* **Task objective**:
Turn every line of the entries below into a numbered list, omitting any blank lines.

Annotation dataset entries:

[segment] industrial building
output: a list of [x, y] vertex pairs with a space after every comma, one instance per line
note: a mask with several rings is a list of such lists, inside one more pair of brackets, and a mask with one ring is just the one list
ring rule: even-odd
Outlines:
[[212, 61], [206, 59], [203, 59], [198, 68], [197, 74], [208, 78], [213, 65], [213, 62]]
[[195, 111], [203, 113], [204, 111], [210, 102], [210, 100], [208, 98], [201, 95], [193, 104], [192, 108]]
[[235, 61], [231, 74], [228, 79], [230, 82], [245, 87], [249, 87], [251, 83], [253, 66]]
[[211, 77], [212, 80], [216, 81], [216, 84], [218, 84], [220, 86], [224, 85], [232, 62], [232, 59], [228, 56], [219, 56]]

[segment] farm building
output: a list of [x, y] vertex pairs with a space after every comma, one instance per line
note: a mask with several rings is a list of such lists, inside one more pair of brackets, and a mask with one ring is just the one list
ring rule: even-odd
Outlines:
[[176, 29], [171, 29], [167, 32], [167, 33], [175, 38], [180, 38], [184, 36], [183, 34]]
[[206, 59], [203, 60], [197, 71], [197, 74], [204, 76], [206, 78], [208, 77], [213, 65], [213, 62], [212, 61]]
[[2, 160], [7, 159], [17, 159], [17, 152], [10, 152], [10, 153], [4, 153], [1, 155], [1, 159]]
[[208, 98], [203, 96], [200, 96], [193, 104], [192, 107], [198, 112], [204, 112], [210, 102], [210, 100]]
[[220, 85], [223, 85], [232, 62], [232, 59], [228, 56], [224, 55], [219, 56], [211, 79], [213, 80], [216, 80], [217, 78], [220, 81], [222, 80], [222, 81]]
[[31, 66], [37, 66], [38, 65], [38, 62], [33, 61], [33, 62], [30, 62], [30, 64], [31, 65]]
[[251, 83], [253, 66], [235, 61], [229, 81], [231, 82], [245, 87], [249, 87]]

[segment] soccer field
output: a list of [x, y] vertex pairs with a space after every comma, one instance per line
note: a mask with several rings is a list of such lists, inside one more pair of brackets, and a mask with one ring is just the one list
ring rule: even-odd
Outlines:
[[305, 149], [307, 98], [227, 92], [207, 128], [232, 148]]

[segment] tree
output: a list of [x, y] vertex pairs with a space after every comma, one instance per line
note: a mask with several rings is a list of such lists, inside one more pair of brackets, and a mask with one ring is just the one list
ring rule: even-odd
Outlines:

* **Reply to the exercise**:
1. [segment] industrial building
2. output: a list of [x, y] vertex pairs with a space after every comma, one instance per line
3. note: a mask with several rings is a list of such lists, inside one more pair of brackets, and a mask with one ring is just the one list
4. ring rule: even-odd
5. Outlines:
6. [[212, 61], [206, 59], [203, 59], [198, 68], [197, 74], [208, 78], [213, 65], [213, 62]]
7. [[195, 111], [203, 113], [204, 111], [210, 102], [210, 100], [208, 98], [201, 95], [193, 104], [192, 108]]
8. [[235, 61], [231, 74], [228, 79], [230, 82], [245, 87], [249, 87], [251, 83], [253, 66]]
9. [[211, 77], [212, 80], [216, 81], [216, 84], [218, 84], [220, 86], [224, 85], [232, 62], [232, 59], [228, 56], [219, 56]]
10. [segment] farm building
11. output: a list of [x, y] vertex pairs with a space after every comma, one instance per line
12. note: a mask with several rings is a list of such lists, inside one more pair of brackets, and a mask with one ring is just the one list
13. ring rule: even-odd
14. Outlines:
15. [[176, 29], [171, 29], [167, 32], [167, 33], [175, 38], [180, 38], [184, 36], [183, 34]]
16. [[206, 59], [203, 60], [197, 71], [197, 74], [204, 76], [206, 78], [208, 77], [213, 65], [213, 62], [212, 61]]
17. [[2, 160], [7, 159], [17, 159], [17, 152], [10, 152], [10, 153], [4, 153], [1, 155], [1, 159]]
18. [[208, 98], [203, 96], [200, 96], [193, 104], [192, 107], [198, 112], [204, 112], [210, 102], [210, 100]]
19. [[220, 85], [223, 85], [232, 62], [232, 59], [228, 56], [224, 55], [219, 56], [211, 79], [213, 80], [216, 80], [217, 78], [220, 81], [222, 80], [222, 81]]
20. [[31, 66], [37, 66], [38, 65], [38, 62], [33, 61], [33, 62], [30, 62], [30, 64], [31, 65]]
21. [[251, 83], [253, 66], [235, 61], [229, 81], [231, 82], [245, 87], [249, 87]]
22. [segment] soccer field
23. output: a list of [x, y] vertex pairs with a space after every comma, one instance per line
24. note: a mask with several rings is a list of such lists, inside one more pair of brackets, and a mask with one ring is just the one list
25. ring rule: even-odd
26. Outlines:
27. [[305, 149], [307, 98], [227, 92], [207, 128], [232, 148]]
28. [segment] tree
29. output: a list of [x, y] vertex pairs with a space after every comma, one instance per line
30. note: a mask with several rings is a list of such lists, inside one more pair of brackets, and a mask with one ring is just the one list
31. ring rule: even-odd
32. Outlines:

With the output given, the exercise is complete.